WHAT YOU HAVE TO DO:
Would you please copy every line from the records that contains the word "below"?

###

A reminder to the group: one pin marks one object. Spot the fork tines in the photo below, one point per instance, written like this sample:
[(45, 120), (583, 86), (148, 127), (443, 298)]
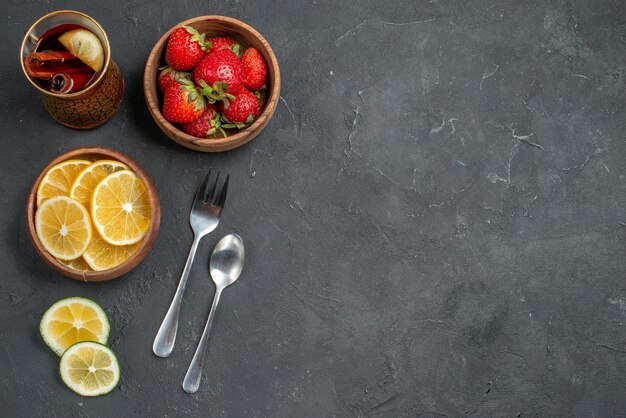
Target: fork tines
[(208, 191)]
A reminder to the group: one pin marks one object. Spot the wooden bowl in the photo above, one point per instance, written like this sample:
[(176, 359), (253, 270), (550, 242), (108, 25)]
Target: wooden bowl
[(97, 153), (246, 37)]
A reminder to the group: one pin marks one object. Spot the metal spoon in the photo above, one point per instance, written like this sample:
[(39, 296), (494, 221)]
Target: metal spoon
[(225, 266)]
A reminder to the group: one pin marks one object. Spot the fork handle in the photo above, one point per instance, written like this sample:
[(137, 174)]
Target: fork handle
[(166, 336), (191, 382)]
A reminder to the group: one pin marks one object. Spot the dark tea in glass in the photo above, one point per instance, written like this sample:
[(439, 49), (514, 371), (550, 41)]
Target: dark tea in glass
[(65, 59)]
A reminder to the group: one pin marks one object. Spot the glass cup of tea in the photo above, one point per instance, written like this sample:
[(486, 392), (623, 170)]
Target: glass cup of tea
[(67, 57)]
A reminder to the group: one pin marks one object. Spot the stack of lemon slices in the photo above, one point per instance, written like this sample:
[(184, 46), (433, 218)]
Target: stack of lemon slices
[(77, 329), (91, 215)]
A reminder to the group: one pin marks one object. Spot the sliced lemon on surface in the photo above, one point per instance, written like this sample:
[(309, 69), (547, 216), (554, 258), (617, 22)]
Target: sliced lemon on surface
[(77, 264), (89, 177), (63, 227), (73, 320), (59, 180), (100, 255), (90, 369), (85, 46), (120, 208)]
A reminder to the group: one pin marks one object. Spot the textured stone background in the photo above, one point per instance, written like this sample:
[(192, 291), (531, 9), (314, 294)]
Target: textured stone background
[(434, 218)]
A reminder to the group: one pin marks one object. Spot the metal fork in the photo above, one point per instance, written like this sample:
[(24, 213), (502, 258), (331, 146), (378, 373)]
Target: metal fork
[(205, 215)]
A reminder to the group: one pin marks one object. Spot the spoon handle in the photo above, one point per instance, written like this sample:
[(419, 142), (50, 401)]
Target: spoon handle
[(166, 336), (191, 382)]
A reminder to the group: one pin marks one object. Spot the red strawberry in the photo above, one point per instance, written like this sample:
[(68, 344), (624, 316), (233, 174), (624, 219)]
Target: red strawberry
[(255, 68), (220, 43), (169, 77), (184, 104), (241, 111), (185, 48), (221, 66), (206, 125)]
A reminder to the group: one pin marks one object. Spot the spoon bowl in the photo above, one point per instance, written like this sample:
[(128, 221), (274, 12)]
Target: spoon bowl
[(227, 260), (225, 267)]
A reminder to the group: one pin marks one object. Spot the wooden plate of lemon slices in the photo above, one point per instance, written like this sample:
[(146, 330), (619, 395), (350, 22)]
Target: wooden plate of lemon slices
[(93, 214)]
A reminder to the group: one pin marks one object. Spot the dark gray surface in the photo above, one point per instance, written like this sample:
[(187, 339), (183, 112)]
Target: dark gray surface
[(434, 218)]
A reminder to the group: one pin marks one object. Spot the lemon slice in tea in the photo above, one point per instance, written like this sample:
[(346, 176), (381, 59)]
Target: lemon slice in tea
[(90, 369), (63, 227), (120, 208), (85, 46), (73, 320)]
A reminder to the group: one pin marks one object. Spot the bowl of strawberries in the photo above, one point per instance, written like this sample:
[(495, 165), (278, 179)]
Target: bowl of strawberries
[(212, 83)]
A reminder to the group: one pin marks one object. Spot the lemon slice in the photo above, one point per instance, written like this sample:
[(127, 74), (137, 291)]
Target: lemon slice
[(85, 46), (59, 179), (89, 177), (100, 255), (77, 264), (90, 369), (73, 320), (63, 227), (120, 208)]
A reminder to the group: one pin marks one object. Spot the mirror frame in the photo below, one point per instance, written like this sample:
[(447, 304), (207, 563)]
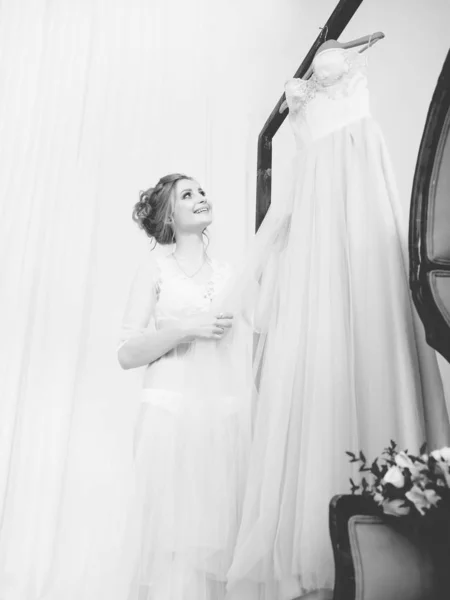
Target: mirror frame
[(423, 268)]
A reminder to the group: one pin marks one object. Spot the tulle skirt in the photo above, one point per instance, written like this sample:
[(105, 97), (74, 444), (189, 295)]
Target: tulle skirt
[(191, 456), (341, 364)]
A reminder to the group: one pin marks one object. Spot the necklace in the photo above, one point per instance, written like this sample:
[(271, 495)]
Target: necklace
[(197, 271)]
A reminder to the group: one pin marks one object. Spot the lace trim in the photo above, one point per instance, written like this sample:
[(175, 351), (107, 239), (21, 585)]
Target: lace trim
[(300, 92), (219, 272)]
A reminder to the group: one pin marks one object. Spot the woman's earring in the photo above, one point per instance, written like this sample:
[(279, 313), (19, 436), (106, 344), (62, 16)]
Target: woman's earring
[(326, 31)]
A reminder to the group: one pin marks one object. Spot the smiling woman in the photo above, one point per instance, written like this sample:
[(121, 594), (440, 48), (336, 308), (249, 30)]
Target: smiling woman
[(193, 428)]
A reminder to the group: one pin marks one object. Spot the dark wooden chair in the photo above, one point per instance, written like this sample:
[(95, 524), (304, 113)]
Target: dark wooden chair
[(382, 558)]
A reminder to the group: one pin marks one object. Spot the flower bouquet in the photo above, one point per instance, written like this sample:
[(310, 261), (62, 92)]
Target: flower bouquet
[(404, 484)]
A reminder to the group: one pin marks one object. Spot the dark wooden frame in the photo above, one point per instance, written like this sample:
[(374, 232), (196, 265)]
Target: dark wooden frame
[(421, 266), (333, 28)]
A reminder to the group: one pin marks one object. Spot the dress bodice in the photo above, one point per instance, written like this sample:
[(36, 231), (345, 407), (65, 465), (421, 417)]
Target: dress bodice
[(335, 95), (178, 296)]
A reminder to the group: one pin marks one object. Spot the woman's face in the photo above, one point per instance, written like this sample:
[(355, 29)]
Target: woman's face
[(192, 210)]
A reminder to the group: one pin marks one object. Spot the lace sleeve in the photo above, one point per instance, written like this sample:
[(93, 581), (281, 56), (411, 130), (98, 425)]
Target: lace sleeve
[(141, 302)]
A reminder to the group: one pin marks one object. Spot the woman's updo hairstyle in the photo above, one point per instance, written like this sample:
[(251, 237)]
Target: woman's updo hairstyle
[(153, 212)]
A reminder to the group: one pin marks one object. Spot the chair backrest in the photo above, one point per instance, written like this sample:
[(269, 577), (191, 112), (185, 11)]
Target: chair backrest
[(429, 228)]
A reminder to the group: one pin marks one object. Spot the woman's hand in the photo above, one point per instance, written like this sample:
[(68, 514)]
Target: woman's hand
[(208, 327)]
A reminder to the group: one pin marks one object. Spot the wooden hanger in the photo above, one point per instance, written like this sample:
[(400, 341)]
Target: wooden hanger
[(367, 41)]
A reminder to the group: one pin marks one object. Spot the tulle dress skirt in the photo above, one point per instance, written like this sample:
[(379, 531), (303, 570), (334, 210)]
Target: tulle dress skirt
[(191, 455), (342, 363)]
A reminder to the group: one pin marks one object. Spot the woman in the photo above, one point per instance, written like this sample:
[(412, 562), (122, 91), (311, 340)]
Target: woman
[(193, 427)]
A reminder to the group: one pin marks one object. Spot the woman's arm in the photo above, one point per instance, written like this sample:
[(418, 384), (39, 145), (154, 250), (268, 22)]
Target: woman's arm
[(145, 349), (140, 344)]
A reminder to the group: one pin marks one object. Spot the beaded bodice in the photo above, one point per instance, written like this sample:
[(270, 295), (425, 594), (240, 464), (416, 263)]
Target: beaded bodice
[(179, 295), (335, 95)]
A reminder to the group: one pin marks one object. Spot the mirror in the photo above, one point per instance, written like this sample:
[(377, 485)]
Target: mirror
[(429, 226)]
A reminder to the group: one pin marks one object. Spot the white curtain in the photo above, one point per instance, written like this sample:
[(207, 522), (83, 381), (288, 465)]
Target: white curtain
[(98, 99)]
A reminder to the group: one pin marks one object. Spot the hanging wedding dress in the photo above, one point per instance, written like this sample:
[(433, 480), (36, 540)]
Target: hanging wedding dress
[(341, 363)]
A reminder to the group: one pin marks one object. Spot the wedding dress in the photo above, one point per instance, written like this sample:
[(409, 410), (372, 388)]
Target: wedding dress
[(342, 362), (191, 444)]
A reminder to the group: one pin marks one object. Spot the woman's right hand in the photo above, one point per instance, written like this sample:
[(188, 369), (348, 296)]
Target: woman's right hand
[(208, 326)]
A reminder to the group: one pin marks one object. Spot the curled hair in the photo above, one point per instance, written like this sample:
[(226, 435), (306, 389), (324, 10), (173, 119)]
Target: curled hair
[(153, 212)]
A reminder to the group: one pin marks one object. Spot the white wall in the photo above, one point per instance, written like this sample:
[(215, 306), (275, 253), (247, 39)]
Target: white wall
[(99, 99)]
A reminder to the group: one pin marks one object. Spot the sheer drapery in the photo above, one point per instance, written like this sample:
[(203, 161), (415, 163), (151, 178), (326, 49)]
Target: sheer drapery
[(98, 99)]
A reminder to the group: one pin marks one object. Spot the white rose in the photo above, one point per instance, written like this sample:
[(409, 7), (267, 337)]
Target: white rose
[(403, 461), (395, 477), (423, 500), (397, 508), (445, 454), (379, 499), (436, 454)]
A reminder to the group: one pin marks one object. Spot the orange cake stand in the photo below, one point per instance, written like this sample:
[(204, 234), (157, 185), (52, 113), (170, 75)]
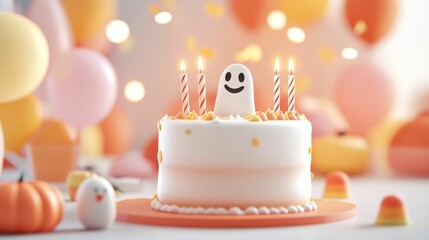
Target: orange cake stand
[(139, 211)]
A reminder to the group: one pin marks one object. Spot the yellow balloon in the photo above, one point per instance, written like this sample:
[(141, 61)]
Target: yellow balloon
[(88, 17), (92, 141), (20, 119), (302, 12), (24, 56)]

###

EXERCISE SOLUTION:
A reminder to the group: one pin marks one object. Spot the fork tines in the photo below, one point per instance, written like this sample:
A reminder to the group: one pin marks one object. Spot the mirror frame in the photo below, one point per instance, written like this sample:
A reminder to the group: one pin marks one object. Spot the orange cake stand in the photo below, one point per instance, written like this sample:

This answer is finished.